Предложенный отрывок:
◇ ◇ ◇ ◇ ◇

Режиссер Большого драматического театра Николай Пинигин в спектакле «Школа налогоплательщиков» легко справился с легким жанром БДТ имени Товстоногова открыл на большой сцене «Школу налогоплательщиков». Популярную в 30-е годы прошлого века пьесу французского комедиографа Луи Вернея, написанную в соавторстве с актером «Комеди Франсез» и драматургом Жоржем Берром, поставил режиссер Николай Пинигин. Смотрела ЕЛЕНА ГЕРУСОВА.

Верней и Берр сочинили свою «Школу» в 1934 году, в самый разгар Великой депрессии. Пьесу быстро перевели на несколько языков, добралась она и до Советского Союза. Уже через год ее поставили в Москве в студии Юрия Завадского под названием «Школа неплательщиков» — играли Марецкая и Плятт. И к слову, в 1995 году, к столетию Завадского это название появилось на афише Театра имени Моссовета.

В новом веке в Петербурге о пьесе вспомнили с началом кризиса, сюжет с укрытием налогов показался актуальным сразу двум театрам. В БДТ ставить эту пьесу собирались уже года три. Однако первым выпустить спектакль успел Молодежный на Фонтанке. Но там спектакль Михаила Черняка не продвинулся дальше эстрадных скетчей c вкраплениями семейной мелодрамы. А «Школа» Николая Пинигина оказалась спектаклем легкого жанра, но большого стиля. Господин Пинигин в этом направлении не новичок, именно он на протяжении ряда лет ставит в БДТ кассовые спектакли по легким, суть бродвейским пьесам. На этот раз ему очень помогли художники Ольга Шаишмелашвили и Петр Окунев.

Первое действие проходит в доме директора департамента подоходного налога Эмиля Фромантеля (замечательная роль Геннадия Богачева) — белые теннисные костюмы, белая плетеная мебель, проплывающие за окном паруса Лазурного побережья и небольшое бюро, у которого делает свои подсчеты Фромантель. Второе — в конторе «Школы налогоплательщиков», созданной зятем Фромантеля Гастоном Вальтье (Игорь Ботвин иногда не без труда, но все-таки весьма успешно справляется с легким жанром) и бывшим подчиненным его тестя Реймоном Жиру (Кирилл Жандаров). Здесь за проценты разными авантюрными способами помогают минимизировать, а то и вовсе не платить налоги. На первом плане — точно сошедшая с голливудского экрана успешная контора с добротной мебелью, стайкой машинисток в строгих черных костюмах и дюжиной крутящихся под потолком металлических вентиляторов. За стеклянной стеной — узкая парижская улочка, где пьют кофе конторские барышни и под аплодисменты публики проезжает на велосипеде торговец воздушными шарами.

В третьем действии неоспоримое и очевидное присутствие денег в интерьере и явная отсылка в сценографии и костюмах к золотому веку кинематографа вызывает уже нешуточный зрительский восторг. И никакой сатиры на нуворишей. Просто бывший беспечный рантье Гастон превратился в преуспевающего и пресыщенного деньгами финансиста и обитает теперь в роскошнейшем, парадном ар-деко, с фонтаном, увенчанным золотой скульптурой бога-плута Гермеса. Его клиентом становится даже министр финансов обнищавшей без налогового потока Франции — эпизод, сыгранный Михаилом Морозовым, один из лучших в спектакле, вообще щедром на легкие, строго говоря, поверхностные, но при этом блистательные роли: поэта Сереньи (Семен Мендельсон), налогоплательщика Меню (Андрей Шарков), миллионера Лашапелода (Сергей Лосев).

◇ ◇ ◇ ◇ ◇

Данные:
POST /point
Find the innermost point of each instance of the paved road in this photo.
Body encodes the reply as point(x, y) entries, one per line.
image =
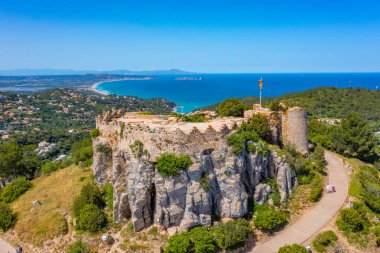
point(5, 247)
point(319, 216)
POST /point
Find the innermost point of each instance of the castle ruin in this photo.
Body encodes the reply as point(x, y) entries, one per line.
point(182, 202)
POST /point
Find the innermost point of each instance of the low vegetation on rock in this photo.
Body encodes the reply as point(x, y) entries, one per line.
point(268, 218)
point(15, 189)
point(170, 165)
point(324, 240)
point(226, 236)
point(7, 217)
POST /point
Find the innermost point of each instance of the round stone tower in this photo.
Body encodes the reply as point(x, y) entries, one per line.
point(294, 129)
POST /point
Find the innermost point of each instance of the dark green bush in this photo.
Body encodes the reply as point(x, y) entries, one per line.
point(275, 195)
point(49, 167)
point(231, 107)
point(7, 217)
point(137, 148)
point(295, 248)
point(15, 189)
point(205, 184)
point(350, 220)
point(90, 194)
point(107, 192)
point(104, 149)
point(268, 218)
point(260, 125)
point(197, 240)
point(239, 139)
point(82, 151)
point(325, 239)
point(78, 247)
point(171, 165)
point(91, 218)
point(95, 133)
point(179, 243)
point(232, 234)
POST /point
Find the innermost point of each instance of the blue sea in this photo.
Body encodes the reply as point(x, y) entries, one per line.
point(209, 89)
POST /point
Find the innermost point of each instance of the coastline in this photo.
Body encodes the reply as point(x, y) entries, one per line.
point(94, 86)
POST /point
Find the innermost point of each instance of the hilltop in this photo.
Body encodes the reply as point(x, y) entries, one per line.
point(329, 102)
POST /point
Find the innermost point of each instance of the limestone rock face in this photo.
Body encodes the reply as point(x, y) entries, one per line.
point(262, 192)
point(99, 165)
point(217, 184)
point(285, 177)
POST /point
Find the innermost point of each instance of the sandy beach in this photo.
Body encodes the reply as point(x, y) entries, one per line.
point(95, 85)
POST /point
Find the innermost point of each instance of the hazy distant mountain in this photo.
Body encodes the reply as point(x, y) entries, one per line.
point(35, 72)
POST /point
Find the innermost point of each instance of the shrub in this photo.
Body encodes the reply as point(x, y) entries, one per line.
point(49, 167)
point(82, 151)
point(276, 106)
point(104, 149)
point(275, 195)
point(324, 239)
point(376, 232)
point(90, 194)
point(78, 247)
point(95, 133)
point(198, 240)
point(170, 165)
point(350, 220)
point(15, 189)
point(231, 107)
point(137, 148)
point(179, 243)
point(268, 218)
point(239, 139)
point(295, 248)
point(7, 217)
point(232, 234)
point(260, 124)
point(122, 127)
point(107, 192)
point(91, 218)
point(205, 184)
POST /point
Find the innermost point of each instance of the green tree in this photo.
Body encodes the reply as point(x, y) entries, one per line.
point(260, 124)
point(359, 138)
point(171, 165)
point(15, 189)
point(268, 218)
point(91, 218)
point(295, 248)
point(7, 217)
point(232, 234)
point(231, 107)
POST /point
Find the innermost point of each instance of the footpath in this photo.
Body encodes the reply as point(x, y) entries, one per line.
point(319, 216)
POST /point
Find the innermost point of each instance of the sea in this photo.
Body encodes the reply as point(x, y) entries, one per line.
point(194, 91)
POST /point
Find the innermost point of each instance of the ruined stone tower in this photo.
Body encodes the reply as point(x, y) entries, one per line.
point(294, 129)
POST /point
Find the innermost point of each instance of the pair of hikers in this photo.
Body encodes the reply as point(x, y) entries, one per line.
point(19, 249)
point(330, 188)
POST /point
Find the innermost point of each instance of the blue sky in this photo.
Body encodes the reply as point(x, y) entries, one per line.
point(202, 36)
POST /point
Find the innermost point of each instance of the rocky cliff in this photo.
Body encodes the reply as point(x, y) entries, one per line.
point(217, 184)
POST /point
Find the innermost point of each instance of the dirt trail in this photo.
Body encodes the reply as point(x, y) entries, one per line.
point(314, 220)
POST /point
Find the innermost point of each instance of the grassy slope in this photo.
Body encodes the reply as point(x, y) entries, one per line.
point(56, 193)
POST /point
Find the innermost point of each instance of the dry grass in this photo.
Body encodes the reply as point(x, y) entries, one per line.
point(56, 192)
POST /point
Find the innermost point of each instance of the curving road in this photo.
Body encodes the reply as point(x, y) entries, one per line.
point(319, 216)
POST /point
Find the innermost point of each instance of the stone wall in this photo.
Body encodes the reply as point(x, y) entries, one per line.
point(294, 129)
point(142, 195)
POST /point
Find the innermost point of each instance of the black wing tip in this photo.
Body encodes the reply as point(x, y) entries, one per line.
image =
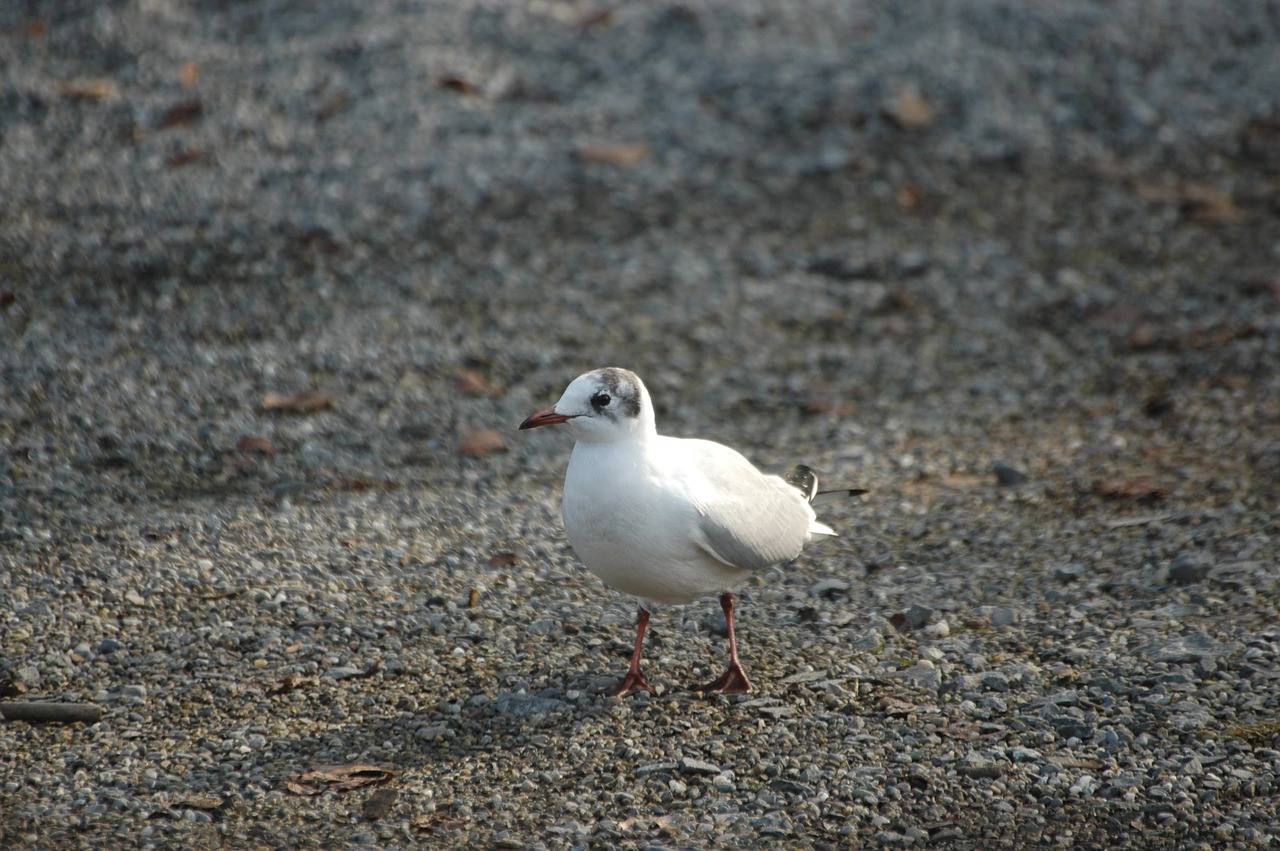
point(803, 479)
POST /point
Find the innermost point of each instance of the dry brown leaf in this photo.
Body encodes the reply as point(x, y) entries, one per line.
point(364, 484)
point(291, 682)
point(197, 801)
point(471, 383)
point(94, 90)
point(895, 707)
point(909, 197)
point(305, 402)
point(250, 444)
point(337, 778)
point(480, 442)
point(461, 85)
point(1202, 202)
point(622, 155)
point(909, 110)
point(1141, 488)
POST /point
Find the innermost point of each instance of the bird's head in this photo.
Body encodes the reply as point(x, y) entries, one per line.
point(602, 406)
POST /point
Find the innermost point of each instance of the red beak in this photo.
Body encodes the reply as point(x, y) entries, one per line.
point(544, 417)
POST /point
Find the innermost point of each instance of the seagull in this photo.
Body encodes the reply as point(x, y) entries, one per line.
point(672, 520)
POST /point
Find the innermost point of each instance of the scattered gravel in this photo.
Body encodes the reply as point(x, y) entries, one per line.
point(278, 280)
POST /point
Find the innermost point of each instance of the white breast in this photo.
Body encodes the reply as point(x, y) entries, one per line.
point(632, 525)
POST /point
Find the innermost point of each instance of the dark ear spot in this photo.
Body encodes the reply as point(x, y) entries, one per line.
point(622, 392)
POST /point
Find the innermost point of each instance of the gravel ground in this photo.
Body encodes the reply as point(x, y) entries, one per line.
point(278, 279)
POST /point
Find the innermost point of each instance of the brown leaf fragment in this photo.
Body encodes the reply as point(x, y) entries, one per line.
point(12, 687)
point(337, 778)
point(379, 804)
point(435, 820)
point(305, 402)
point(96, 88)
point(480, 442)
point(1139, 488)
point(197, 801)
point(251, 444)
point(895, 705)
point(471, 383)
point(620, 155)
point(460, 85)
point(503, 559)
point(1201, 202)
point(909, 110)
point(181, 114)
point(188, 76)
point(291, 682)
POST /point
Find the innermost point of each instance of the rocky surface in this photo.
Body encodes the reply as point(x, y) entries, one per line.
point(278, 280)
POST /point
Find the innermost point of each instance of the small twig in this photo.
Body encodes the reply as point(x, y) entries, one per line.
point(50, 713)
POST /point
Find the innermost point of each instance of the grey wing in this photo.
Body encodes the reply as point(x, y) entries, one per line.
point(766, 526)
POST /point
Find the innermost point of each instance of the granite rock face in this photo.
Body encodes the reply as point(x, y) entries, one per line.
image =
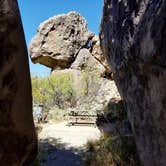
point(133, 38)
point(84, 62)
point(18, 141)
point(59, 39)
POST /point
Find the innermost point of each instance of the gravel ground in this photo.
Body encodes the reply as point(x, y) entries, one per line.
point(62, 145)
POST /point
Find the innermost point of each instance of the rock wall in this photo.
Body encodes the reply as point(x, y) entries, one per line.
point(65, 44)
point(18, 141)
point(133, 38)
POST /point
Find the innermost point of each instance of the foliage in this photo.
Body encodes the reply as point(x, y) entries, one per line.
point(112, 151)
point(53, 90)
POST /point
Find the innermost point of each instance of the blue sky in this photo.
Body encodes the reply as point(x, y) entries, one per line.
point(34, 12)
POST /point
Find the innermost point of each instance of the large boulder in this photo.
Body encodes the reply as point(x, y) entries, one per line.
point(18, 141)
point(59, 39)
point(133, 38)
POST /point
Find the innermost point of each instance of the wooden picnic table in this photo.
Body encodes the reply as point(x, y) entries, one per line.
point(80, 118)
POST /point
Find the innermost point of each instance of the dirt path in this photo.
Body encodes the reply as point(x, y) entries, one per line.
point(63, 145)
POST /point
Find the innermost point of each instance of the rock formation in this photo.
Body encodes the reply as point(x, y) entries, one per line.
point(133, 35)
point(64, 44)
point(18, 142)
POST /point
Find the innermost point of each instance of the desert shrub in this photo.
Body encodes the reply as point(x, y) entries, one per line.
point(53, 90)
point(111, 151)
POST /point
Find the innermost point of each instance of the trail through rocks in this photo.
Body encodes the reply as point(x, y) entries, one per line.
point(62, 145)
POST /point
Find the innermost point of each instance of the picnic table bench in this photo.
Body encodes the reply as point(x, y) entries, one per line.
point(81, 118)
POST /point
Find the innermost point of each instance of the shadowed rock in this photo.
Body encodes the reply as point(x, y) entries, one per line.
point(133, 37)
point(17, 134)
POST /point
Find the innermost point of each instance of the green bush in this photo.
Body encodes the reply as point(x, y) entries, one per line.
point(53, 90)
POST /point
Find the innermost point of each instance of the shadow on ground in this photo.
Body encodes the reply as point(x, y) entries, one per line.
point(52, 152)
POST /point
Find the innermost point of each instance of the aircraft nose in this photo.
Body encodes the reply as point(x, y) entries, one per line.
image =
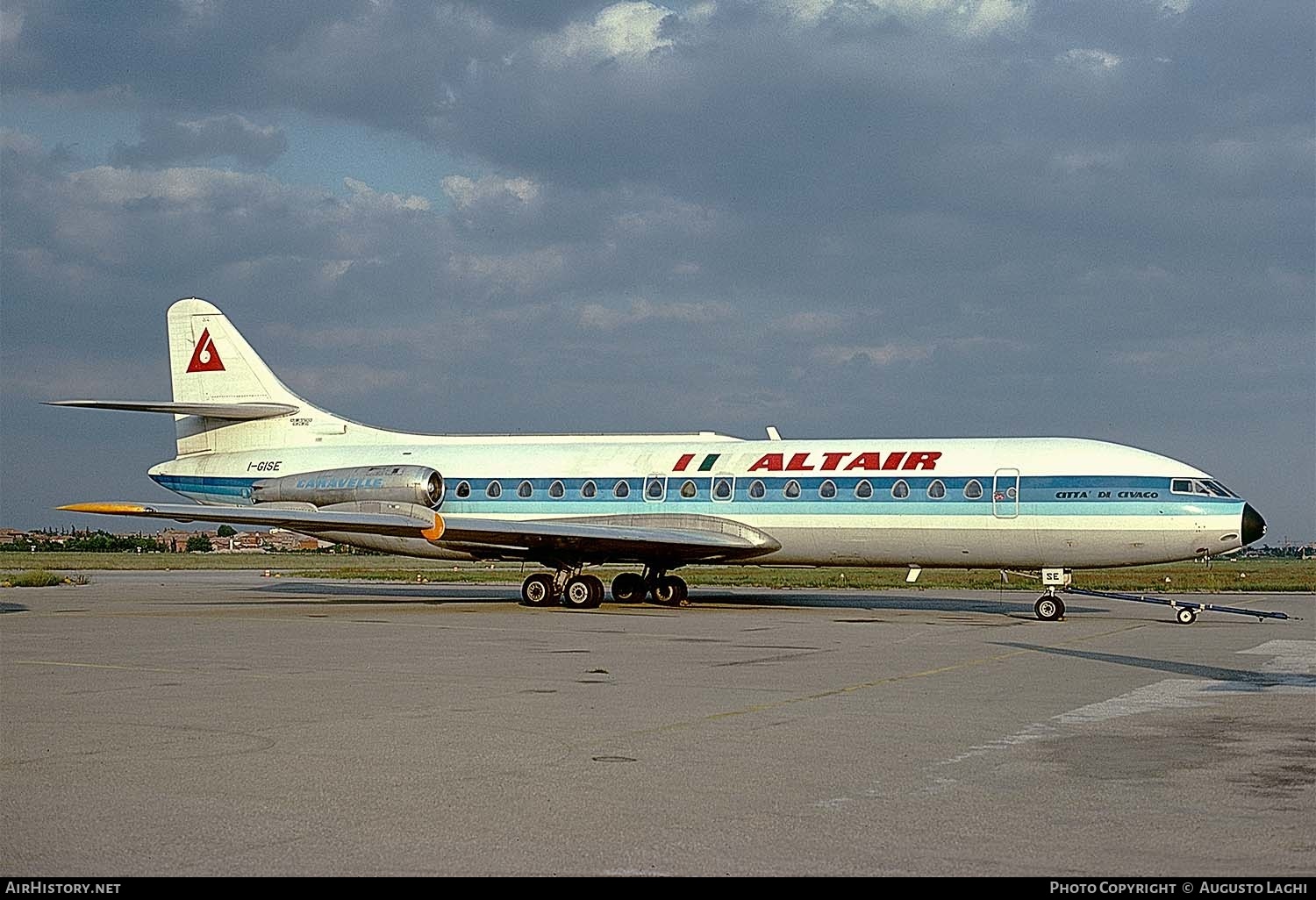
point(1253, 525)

◇ ◇ ◇ ◇ ◇

Цель упражнения: Объясните по отрывку в одном–трех предложениях, почему в новом веке в Петербурге вспомнили о пьесе «Школа налогоплательщиков». Материал выше к отрывку не относится и рассматривается отдельно.

Решение задачи: О пьесе вспомнили с началом кризиса, потому что сюжет с укрытием налогов показался актуальным. Причем актуальным он показался сразу двум театрам.